SHORT TASK: Copy the lines word for word, starting at the line containing "Locate one point per instance of the yellowing" and ending at the line containing "[(299, 168), (256, 145), (279, 148), (212, 146)]".
************
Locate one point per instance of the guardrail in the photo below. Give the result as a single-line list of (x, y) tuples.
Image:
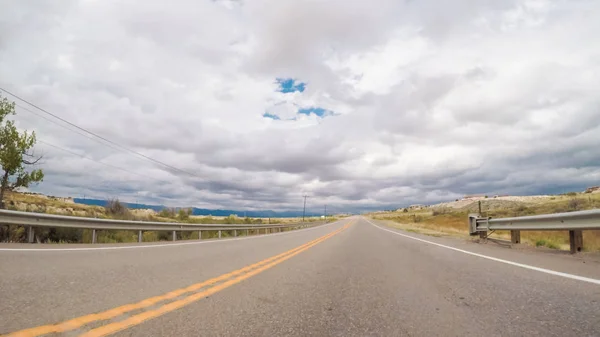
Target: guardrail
[(574, 222), (33, 220)]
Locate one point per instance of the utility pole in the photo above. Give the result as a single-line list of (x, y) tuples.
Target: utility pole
[(304, 209)]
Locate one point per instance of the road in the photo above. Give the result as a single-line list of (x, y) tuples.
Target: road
[(349, 278)]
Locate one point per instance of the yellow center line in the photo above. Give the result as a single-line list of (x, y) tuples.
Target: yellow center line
[(245, 273)]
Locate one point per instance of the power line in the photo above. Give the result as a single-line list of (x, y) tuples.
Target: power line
[(100, 137), (66, 127), (94, 160)]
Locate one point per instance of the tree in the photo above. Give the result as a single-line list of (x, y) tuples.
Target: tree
[(15, 153)]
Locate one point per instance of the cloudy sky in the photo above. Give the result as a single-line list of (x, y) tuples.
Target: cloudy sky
[(359, 104)]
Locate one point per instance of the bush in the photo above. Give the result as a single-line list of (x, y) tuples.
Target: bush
[(575, 204), (184, 214), (167, 213), (117, 209), (440, 211)]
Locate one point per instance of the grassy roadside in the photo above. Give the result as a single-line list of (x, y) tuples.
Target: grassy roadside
[(453, 222)]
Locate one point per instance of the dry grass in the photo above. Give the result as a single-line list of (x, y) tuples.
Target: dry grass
[(454, 222)]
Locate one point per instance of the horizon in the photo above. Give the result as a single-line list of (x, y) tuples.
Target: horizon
[(359, 106)]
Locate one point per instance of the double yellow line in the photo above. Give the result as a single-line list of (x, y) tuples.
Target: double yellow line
[(212, 286)]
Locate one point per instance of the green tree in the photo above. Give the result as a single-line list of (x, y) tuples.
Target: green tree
[(15, 153)]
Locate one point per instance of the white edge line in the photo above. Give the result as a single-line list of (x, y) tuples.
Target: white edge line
[(162, 245), (526, 266)]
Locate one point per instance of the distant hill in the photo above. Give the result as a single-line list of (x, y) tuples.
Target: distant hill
[(202, 211)]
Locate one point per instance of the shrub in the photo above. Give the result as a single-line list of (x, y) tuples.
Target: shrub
[(167, 213), (184, 214), (575, 204), (117, 209)]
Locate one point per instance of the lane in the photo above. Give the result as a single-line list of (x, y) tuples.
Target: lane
[(367, 282), (46, 287), (580, 267)]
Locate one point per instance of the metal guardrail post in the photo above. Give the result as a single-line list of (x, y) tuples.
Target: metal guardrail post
[(576, 241), (30, 234), (515, 236)]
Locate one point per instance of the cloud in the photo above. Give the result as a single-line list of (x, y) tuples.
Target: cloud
[(360, 105)]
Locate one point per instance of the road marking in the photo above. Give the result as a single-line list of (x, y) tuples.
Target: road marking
[(238, 276), (160, 245), (521, 265)]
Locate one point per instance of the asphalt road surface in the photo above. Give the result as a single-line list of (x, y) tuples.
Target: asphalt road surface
[(349, 278)]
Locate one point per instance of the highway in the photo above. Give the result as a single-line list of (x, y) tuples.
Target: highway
[(353, 277)]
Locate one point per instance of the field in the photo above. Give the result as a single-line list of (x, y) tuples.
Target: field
[(65, 206), (450, 219)]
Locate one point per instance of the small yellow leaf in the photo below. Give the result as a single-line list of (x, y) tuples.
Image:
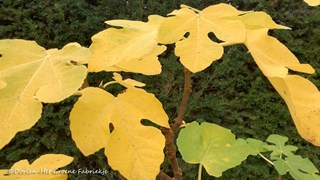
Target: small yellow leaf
[(272, 57), (32, 76), (303, 100), (258, 20), (44, 168), (133, 48), (89, 124), (128, 83), (313, 2), (139, 146), (198, 51), (148, 65)]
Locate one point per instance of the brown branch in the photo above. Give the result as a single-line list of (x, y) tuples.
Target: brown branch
[(184, 101), (85, 83), (169, 133), (163, 176), (171, 152)]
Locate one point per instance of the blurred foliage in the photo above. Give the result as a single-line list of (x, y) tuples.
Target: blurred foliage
[(232, 92)]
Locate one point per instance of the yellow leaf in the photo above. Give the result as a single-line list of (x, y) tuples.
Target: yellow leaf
[(132, 48), (303, 101), (148, 65), (44, 168), (89, 124), (30, 75), (272, 57), (128, 83), (258, 20), (139, 146), (313, 2), (198, 51)]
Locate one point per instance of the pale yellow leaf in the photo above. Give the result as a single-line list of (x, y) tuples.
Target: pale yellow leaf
[(128, 83), (148, 65), (30, 75), (313, 2), (89, 123), (198, 51), (272, 57), (259, 20), (44, 168), (133, 48), (303, 100), (139, 146)]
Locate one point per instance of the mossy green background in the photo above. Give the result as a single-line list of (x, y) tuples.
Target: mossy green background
[(232, 92)]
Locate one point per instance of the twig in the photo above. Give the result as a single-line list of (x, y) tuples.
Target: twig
[(184, 101), (169, 133), (163, 176)]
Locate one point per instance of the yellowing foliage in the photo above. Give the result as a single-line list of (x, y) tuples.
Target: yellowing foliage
[(198, 51), (313, 2), (133, 48), (29, 75), (44, 168), (132, 148), (272, 57), (303, 100)]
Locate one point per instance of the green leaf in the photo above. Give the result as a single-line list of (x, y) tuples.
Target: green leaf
[(299, 168), (256, 145), (279, 148), (212, 146)]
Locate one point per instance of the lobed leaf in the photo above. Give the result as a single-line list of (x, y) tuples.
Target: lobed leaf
[(29, 75), (273, 58), (139, 146), (198, 51), (303, 100), (279, 148), (299, 168), (212, 146), (132, 48)]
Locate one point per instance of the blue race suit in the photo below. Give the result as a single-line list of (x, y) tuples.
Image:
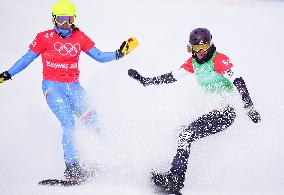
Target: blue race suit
[(67, 100)]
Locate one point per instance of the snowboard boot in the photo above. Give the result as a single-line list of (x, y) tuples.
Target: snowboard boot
[(74, 172), (170, 182)]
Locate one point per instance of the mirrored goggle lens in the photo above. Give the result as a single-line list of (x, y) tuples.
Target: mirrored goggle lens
[(199, 47), (65, 19)]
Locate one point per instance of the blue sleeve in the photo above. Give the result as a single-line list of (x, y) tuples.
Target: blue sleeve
[(101, 56), (22, 63)]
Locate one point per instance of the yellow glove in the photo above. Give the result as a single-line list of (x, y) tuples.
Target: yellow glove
[(127, 47)]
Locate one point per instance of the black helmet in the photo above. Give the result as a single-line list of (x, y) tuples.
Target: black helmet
[(199, 36)]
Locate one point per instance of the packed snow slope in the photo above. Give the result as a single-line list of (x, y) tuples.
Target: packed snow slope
[(139, 126)]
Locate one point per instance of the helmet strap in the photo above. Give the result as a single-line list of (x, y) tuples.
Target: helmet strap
[(208, 56)]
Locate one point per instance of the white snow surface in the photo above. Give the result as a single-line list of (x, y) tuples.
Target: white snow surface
[(139, 126)]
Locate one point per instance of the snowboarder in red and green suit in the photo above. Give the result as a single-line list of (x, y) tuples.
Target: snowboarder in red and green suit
[(215, 74)]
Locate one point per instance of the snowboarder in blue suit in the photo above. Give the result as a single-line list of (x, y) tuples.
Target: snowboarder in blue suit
[(215, 74)]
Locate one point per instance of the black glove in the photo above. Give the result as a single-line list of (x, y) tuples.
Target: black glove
[(135, 75), (4, 76), (248, 104), (165, 78)]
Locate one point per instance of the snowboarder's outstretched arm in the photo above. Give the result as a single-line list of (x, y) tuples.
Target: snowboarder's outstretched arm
[(125, 48), (20, 65), (165, 78)]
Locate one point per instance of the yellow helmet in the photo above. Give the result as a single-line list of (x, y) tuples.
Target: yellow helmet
[(64, 8)]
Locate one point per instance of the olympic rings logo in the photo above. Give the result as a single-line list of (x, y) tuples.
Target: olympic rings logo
[(67, 48)]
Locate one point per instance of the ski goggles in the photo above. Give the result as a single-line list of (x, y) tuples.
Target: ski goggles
[(198, 47), (61, 20)]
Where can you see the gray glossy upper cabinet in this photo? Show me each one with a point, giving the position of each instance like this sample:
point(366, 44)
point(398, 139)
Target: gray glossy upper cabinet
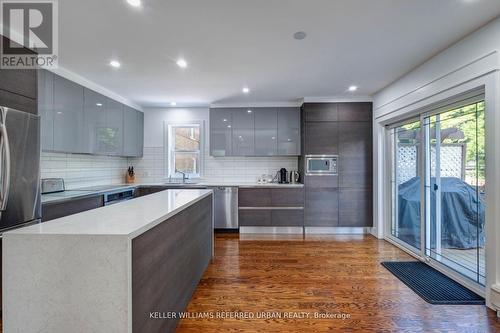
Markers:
point(266, 131)
point(140, 135)
point(68, 116)
point(221, 132)
point(288, 131)
point(243, 132)
point(255, 131)
point(95, 122)
point(112, 136)
point(46, 108)
point(133, 122)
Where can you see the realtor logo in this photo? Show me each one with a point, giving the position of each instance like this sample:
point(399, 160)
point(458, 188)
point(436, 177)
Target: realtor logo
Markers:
point(29, 30)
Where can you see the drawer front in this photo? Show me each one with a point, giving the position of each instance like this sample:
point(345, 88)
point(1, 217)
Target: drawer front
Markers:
point(287, 197)
point(254, 197)
point(287, 218)
point(254, 218)
point(322, 181)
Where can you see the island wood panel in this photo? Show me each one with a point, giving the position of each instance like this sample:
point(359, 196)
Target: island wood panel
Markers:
point(322, 274)
point(168, 261)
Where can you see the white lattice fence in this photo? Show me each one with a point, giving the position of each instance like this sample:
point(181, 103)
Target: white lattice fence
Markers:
point(452, 161)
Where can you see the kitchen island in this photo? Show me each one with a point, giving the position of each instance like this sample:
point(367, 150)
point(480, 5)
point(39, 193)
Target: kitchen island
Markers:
point(111, 268)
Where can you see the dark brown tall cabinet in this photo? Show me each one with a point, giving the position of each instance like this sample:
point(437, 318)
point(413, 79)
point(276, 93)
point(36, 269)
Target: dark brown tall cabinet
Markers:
point(345, 130)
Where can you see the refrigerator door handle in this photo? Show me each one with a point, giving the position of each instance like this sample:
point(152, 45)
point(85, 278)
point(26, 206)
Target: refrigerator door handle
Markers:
point(5, 174)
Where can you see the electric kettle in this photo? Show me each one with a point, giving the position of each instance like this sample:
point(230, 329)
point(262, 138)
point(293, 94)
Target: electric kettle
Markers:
point(294, 177)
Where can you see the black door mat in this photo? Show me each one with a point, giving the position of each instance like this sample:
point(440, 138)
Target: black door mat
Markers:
point(433, 286)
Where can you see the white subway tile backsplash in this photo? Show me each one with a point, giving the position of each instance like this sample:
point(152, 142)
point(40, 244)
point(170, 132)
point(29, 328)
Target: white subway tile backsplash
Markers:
point(151, 167)
point(87, 170)
point(83, 170)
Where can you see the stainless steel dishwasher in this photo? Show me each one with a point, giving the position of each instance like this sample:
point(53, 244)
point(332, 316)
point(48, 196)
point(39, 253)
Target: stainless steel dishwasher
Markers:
point(225, 207)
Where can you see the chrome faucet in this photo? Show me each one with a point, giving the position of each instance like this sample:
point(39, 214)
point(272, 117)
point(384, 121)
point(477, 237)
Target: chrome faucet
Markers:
point(184, 176)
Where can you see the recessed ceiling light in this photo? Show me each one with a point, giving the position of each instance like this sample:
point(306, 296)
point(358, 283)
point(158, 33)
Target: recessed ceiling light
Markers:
point(181, 63)
point(299, 35)
point(134, 3)
point(115, 63)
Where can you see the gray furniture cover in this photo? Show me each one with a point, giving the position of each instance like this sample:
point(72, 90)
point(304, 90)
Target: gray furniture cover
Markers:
point(462, 214)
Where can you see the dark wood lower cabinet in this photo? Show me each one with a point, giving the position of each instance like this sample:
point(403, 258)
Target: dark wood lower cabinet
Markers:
point(287, 218)
point(322, 207)
point(356, 209)
point(254, 218)
point(51, 211)
point(277, 207)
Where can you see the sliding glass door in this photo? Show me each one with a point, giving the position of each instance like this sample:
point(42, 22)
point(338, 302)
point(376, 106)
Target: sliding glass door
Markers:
************
WRITTEN ANSWER:
Locate one point per instance of the yellowing foliage in the photo above. Give the result as a single-line list of (x, y) tuples.
Target: yellowing foliage
[(198, 51), (313, 2), (133, 48), (29, 75), (44, 168), (132, 148), (272, 57), (303, 100)]
Locate one point per instance of the green leaf in the photo above. Give the result as a single-line list of (x, y) tuples.
Target: green leaf
[(299, 168), (256, 145), (279, 148), (212, 146)]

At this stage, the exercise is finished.